O terroir significa um conjunto de terras que dão a determinado produto características únicas, devido à estrutura do solo, à quantidade de conteúdo orgânico presente nele, às condições climáticas, topografia, dentre outras coisas. Na prática, isso significa que um mesmo tipo de produto (vinho ou café, por exemplo) que é produzido em duas regiões diferentes, vai ter características diferentes em cada uma delas.

Bem.. e se a gente pensasse em um “terroir cultural”?

Ao invés do tipo do solo, a história. Ao invés da topografia, o contexto social. Ao invés de material orgânico, a herança artística dos que vieram antes de nós. Ao invés da temperatura, as festividades, gastronomia e moda típicas.

Sendo assim, nesse país continental que é o Brasil, cada lugar terá seu terroir cultural. Cada cidade, estado ou região terão características únicas que contribuirão para a formação daqueles que neles vivem. Ainda que estejamos em um mundo globalizado, onde a tecnologia “rompe” com as barreiras geográficas e nos permite o acesso à produção cultural de países que estão do outro lado do mapa (fazendo uma analogia, tal qual é o esforço da ciência para adaptar produtos de uma região a outra), seria esnobe da nossa parte ignorar as riquezas que a nossa terra (ou terras, se você é um peregrino) nos dá.

Claro que isso não significa que se você nasceu em Goiás, como eu, precise juntar com outra pessoa e montar um dupla de sertanejo universitário, ou então, se você for um artista visual, tenha que pintar pequi em seus quadros.

Mas significa que você tem a oportunidade de desfrutar de riquezas culturais que um paulista, um gaúcho ou um potiguar não terá. E o mesmo vale ao contrário. Isso não te fará melhor ou pior, apenas diferente.
____
OBJETIVOS
(a) No texto sobre terroir cultural, o que ocupa o lugar da topografia?
(b) Prossiga o texto sobre terroir cultural a partir da última frase apresentada.

Registros de dados
____
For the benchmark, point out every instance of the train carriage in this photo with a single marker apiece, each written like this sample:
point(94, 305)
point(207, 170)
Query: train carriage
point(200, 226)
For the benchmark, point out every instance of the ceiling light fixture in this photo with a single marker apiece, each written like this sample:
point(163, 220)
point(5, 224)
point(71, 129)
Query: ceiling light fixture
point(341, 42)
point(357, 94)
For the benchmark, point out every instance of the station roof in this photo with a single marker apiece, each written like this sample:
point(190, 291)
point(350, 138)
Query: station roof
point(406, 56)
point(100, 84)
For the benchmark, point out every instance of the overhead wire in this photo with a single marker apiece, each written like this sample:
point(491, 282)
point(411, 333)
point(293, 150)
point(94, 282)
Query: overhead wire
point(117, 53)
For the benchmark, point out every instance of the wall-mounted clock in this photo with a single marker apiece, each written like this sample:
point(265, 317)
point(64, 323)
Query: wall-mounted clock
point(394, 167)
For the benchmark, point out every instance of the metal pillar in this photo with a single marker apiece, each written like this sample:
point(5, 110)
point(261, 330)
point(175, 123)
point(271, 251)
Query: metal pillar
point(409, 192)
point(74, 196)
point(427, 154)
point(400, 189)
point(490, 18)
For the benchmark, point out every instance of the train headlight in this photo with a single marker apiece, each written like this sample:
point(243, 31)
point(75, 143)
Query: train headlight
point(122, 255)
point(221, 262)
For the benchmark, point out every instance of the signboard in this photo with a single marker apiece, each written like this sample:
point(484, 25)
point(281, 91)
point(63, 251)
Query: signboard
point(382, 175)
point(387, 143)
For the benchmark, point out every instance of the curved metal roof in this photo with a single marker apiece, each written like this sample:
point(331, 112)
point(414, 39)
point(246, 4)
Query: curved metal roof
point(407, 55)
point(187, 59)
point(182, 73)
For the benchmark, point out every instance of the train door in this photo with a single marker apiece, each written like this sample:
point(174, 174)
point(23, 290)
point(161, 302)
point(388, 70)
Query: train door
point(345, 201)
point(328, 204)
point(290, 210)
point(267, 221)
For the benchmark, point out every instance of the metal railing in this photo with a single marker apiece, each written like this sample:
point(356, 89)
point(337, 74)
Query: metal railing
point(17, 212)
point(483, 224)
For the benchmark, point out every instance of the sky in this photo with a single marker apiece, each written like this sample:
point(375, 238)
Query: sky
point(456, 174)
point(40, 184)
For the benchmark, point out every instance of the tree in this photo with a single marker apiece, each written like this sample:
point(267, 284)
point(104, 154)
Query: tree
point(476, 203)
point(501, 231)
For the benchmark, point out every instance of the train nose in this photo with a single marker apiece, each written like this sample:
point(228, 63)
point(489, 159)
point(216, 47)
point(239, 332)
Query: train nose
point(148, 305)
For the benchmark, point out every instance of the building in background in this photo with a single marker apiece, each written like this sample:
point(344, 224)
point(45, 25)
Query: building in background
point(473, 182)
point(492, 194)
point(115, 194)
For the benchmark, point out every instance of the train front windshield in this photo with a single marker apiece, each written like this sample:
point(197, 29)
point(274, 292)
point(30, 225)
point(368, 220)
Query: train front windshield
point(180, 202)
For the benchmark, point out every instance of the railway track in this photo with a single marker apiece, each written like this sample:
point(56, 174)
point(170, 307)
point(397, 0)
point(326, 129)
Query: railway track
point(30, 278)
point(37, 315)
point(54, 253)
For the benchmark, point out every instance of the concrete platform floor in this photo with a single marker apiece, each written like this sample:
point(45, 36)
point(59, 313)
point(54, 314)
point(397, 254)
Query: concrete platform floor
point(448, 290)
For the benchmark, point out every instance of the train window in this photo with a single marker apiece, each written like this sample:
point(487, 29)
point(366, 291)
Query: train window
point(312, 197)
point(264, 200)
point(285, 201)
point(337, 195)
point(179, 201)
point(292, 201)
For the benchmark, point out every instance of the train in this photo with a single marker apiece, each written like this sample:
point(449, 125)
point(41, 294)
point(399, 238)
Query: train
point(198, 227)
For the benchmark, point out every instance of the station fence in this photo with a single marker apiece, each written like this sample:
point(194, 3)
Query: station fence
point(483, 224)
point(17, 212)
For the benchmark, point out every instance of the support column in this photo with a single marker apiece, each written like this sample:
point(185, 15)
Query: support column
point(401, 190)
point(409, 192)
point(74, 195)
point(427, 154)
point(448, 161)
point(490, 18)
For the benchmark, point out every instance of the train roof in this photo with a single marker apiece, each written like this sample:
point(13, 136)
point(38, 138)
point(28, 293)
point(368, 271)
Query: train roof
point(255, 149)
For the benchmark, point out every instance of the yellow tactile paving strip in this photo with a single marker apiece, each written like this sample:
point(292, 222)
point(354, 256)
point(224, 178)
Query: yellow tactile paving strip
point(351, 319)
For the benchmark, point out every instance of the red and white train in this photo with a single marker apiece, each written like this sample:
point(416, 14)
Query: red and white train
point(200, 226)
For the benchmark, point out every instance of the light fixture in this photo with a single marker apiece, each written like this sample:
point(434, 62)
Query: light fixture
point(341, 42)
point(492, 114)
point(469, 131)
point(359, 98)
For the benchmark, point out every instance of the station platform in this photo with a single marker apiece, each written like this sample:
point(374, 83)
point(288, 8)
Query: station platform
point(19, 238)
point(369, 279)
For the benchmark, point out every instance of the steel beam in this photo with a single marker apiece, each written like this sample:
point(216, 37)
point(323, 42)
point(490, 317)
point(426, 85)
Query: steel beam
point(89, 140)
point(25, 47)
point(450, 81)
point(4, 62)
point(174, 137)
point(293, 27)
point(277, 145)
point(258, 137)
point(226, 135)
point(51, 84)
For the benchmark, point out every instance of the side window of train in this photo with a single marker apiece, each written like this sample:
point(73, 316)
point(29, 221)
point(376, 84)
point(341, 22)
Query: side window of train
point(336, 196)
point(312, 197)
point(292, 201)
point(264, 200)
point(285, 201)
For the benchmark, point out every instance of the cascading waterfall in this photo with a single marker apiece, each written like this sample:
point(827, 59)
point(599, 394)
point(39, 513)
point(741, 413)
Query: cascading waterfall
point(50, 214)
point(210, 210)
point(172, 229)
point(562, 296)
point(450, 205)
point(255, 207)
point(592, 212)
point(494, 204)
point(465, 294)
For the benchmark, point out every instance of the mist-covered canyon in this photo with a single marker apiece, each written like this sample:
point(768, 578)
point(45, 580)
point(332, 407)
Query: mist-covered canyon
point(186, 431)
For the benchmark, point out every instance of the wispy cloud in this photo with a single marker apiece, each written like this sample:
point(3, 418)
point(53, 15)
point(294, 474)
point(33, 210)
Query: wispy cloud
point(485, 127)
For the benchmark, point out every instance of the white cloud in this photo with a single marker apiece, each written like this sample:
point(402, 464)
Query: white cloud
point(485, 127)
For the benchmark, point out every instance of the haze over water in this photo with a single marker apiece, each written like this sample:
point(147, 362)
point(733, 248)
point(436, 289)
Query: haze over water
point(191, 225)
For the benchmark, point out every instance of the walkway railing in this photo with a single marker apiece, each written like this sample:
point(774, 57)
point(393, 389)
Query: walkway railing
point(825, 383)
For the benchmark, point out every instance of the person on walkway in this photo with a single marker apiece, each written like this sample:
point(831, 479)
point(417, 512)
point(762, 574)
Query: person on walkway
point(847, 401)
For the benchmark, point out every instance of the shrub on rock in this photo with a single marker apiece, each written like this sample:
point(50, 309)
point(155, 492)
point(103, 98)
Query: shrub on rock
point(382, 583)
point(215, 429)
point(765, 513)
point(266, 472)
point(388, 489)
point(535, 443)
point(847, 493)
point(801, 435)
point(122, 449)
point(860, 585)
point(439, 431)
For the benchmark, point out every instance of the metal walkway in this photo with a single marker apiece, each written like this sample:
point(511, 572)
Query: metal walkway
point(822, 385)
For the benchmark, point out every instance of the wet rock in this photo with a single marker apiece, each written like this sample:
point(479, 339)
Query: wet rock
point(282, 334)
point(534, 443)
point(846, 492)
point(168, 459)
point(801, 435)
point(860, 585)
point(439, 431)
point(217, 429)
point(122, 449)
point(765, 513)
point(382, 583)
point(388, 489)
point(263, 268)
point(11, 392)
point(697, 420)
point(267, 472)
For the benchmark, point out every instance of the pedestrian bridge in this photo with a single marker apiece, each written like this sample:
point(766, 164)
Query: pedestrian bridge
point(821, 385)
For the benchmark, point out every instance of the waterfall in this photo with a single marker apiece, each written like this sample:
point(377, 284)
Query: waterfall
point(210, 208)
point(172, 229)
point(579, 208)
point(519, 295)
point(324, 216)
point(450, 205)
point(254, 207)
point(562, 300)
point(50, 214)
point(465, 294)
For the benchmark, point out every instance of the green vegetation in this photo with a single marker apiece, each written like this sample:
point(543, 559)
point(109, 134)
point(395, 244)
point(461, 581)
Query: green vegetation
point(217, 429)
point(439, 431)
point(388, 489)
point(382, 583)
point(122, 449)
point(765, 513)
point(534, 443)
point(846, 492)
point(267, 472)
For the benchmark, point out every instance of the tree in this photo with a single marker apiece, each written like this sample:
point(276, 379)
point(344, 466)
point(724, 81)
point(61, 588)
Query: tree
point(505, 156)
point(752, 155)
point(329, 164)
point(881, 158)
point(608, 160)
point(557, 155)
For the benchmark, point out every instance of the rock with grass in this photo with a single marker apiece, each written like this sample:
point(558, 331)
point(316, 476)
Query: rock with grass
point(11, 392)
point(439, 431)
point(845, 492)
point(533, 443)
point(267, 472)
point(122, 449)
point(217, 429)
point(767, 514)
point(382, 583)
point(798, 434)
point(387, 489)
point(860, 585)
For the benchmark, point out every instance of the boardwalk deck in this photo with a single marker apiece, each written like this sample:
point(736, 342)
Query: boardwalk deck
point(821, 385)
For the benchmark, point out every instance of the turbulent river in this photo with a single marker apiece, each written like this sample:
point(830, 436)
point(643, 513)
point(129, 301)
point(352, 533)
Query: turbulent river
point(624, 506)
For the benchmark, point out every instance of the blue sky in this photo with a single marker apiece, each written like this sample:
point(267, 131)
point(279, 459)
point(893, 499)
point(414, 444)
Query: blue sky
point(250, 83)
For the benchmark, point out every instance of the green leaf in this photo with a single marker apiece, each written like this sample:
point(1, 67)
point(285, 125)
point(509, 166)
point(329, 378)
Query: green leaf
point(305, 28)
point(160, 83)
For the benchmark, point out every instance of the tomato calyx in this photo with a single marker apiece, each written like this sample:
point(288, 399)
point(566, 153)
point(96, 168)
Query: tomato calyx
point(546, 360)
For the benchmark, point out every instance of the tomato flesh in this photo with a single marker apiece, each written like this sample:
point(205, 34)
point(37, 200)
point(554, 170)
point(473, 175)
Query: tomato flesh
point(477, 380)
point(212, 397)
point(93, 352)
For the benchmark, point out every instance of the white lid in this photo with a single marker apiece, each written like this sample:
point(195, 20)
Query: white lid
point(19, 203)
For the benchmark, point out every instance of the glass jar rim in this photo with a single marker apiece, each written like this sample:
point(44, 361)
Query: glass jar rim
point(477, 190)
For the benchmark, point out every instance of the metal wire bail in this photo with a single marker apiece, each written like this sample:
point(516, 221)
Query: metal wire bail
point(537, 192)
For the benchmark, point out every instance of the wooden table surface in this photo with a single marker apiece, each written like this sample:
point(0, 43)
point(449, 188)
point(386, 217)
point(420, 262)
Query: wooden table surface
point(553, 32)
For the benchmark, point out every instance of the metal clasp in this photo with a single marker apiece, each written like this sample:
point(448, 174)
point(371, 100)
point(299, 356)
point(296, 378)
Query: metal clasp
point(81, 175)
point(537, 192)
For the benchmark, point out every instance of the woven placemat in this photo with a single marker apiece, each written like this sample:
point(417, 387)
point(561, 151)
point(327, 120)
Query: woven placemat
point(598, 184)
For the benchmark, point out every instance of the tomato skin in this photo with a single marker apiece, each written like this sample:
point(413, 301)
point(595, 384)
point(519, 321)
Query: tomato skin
____
LISTA DE RESPOSTAS
(a) O contexto social.

(b)
Vamos fazer uma reflexão rápida:

Imagine duas bandas de indie rock, uma de Goiás e outra do Ceará. Esse estilo não foi criado aqui, mas chegou até nós e é totalmente legítimo que pessoas gostem dele e queiram tocá-lo.

Imagine que ambas bandas utilizem um mesmo sotaque, uma mesma temática de letras, um mesmo estilo visual… Agora, por outro lado, imagine que cada banda terá seu sotaque característico, suas temáticas características, seu estilo visual característico.

Qual seria mais interessante?

E se a banda de Goiás, ainda que seja uma banda de indie rock, fizesse uma música utilizando a sonoridade da viola caipira? E se a banda nordestina tivesse, em algum momento, uma base do repente nordestino?

Obviamente que isso são apenas reflexões. Meu objetivo aqui não é dizer como as coisas devem ou não ser feitas.. Talvez essa mistura do parágrafo anterior nem dê certo. Mas acho que deu para entender aonde quero chegar, né?

Só um exemplo: já ouviu falar sobre o “punk celta”? É o punk influenciado pela cultura irlandesa, escocesa e galesa, o que resultou na inclusão de instrumentos como a gaita de fole, violino ou bandolim, além de letras que trazem elementos folclóricos desses lugares. Tem uma banda que gosto muito desse estilo, que é a Flatfoot 56:

Flatfoot 56 — Brotherhood

Os cristãos são o povo do equilíbrio. Acredito que nessa questão do regional versus o global, há um lugar para nós também.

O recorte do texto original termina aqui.